== Page extract ==
The TED (TEDx) Talks returns to the UWinnipeg Campus. TEDx University of Winnipeg happens on Friday, September 29, 2017 beginning at 5:00 pm in Eckhardt-Gramatté Hall. TEDx UWinnipeg is an engaging event designed to raise public awareness about critical issues and ideas. For tickets and more information please visit  TEDx UWinnipeg.

Tedx co-leaders Laila Mirza & Mohamed Behi, photo supplied

Tedx co-leaders Laila Mirza & Mohamed Behi, photo supplied

“TED talks are about sharing great ideas in an impactful manner. We believe the exposure of original ideas from various perspectives and disciplines can catalyze meaningful discussion to better our world. It’s our hope that the diverse ideas generated and presented by this year’s speakers will inspire our audience for the betterment of our community. Our university community prides itself on being a welcoming bastion of innovative and powerful ideas, something which beautifully aligns with TED’s mission.” ~ Laila Mirza & Mohamed Behi (Lead Organizers)

TED is an annual event that brings together the world’s leading thinkers and doers to share ideas that matter in any discipline — technology, entertainment, design, science, humanities, business, development.

== Written exercise A ==
From the TEDx UWinnipeg page, set down word for word the passage that begins at the words "The TED (TEDx)" and stops after the words "visit  TEDx UWinnipeg.".
The TEDx UWinnipeg page and the entries have no connection to each other.

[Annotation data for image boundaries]
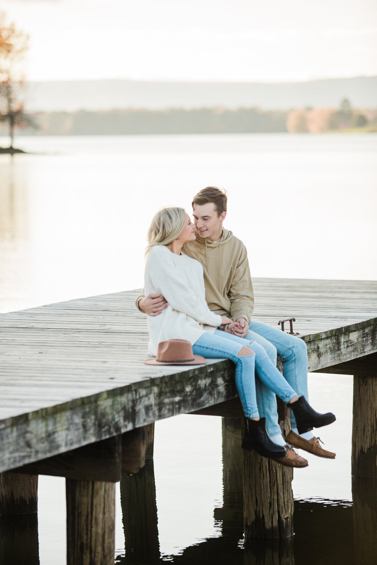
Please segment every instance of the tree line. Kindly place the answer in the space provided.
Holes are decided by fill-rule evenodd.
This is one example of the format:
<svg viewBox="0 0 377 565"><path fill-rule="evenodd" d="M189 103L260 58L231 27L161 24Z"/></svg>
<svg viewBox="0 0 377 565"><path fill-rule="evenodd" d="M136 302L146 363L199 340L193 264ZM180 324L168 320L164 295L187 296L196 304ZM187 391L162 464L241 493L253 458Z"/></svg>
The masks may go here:
<svg viewBox="0 0 377 565"><path fill-rule="evenodd" d="M307 108L263 111L257 108L112 110L39 112L24 134L132 135L154 134L320 133L377 127L377 111L356 110L348 101L339 110ZM1 129L0 127L0 133ZM20 132L21 133L21 131Z"/></svg>

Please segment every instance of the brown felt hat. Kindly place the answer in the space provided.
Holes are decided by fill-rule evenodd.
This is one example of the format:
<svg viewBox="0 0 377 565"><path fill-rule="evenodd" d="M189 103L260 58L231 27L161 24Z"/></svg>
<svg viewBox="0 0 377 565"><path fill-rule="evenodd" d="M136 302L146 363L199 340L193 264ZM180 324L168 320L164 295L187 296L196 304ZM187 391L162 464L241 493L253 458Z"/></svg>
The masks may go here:
<svg viewBox="0 0 377 565"><path fill-rule="evenodd" d="M204 357L194 355L192 347L187 340L167 340L157 347L155 359L146 359L146 365L204 365Z"/></svg>

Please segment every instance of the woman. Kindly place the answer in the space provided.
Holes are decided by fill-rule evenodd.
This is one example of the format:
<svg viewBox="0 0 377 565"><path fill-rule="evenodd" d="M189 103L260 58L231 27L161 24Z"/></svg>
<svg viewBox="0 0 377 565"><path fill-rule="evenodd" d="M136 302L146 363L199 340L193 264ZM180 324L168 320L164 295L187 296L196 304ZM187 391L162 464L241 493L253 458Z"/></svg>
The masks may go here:
<svg viewBox="0 0 377 565"><path fill-rule="evenodd" d="M249 431L242 447L255 449L261 455L282 462L288 447L271 440L265 419L259 417L254 380L255 355L262 367L259 378L289 405L299 429L306 431L327 425L333 421L335 416L330 413L318 414L304 397L299 398L261 346L254 342L252 349L252 342L217 329L223 325L230 332L237 323L209 310L201 264L181 254L184 244L195 238L194 227L182 208L163 208L152 221L148 233L144 289L146 294L163 294L168 306L159 316L148 318L149 354L155 356L160 342L177 338L189 341L194 355L225 357L233 361L236 385ZM307 465L307 462L302 459L302 466Z"/></svg>

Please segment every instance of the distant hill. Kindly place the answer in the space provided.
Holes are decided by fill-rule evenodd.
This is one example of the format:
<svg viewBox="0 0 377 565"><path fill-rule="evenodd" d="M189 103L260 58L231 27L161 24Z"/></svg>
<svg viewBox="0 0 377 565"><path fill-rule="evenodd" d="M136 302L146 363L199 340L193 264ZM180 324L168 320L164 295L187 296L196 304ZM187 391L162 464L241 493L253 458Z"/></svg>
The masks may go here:
<svg viewBox="0 0 377 565"><path fill-rule="evenodd" d="M344 98L357 108L377 107L377 76L305 82L173 82L123 79L29 82L31 111L112 108L258 107L288 110L337 108Z"/></svg>

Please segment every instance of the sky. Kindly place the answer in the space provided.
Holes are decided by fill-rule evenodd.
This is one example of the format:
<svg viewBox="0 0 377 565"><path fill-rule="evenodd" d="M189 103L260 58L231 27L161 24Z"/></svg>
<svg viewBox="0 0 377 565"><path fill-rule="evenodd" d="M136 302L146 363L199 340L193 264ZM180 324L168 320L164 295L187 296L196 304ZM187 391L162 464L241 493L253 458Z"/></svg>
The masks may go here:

== Written exercise B ==
Output as a JSON list of strings the lines of the entries that begin at the line containing "Please segment every instance of the sky." and run through the end of the entries, one string per line with blank lines left out.

== Result A ==
The TED (TEDx) Talks returns to the UWinnipeg Campus. TEDx University of Winnipeg happens on Friday, September 29, 2017 beginning at 5:00 pm in Eckhardt-Gramatté Hall. TEDx UWinnipeg is an engaging event designed to raise public awareness about critical issues and ideas. For tickets and more information please visit  TEDx UWinnipeg.

== Result B ==
[
  "Please segment every instance of the sky. Kindly place the answer in the space provided.",
  "Holes are decided by fill-rule evenodd.",
  "This is one example of the format:",
  "<svg viewBox=\"0 0 377 565\"><path fill-rule=\"evenodd\" d=\"M189 103L260 58L231 27L161 24Z\"/></svg>",
  "<svg viewBox=\"0 0 377 565\"><path fill-rule=\"evenodd\" d=\"M136 302L146 363L199 340L193 264ZM180 324L168 320L164 295L187 296L196 304ZM187 391L162 464L241 493L253 458Z\"/></svg>",
  "The masks may go here:"
]